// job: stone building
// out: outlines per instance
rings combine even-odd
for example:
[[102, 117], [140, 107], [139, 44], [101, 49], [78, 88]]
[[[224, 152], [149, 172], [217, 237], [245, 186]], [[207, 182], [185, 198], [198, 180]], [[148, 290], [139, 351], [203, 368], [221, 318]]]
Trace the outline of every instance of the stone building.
....
#### Problem:
Turn every line of the material above into a numbered list, and leave out any blank lines.

#### Response below:
1. // job: stone building
2. // out: outlines per instance
3. rings combine even-odd
4. for example:
5. [[102, 117], [140, 107], [139, 44], [101, 49], [78, 88]]
6. [[[224, 152], [149, 172], [217, 237], [245, 186]], [[207, 182], [185, 198], [198, 180]], [[148, 290], [139, 351], [203, 368], [221, 318]]]
7. Trace the outline of every instance of the stone building.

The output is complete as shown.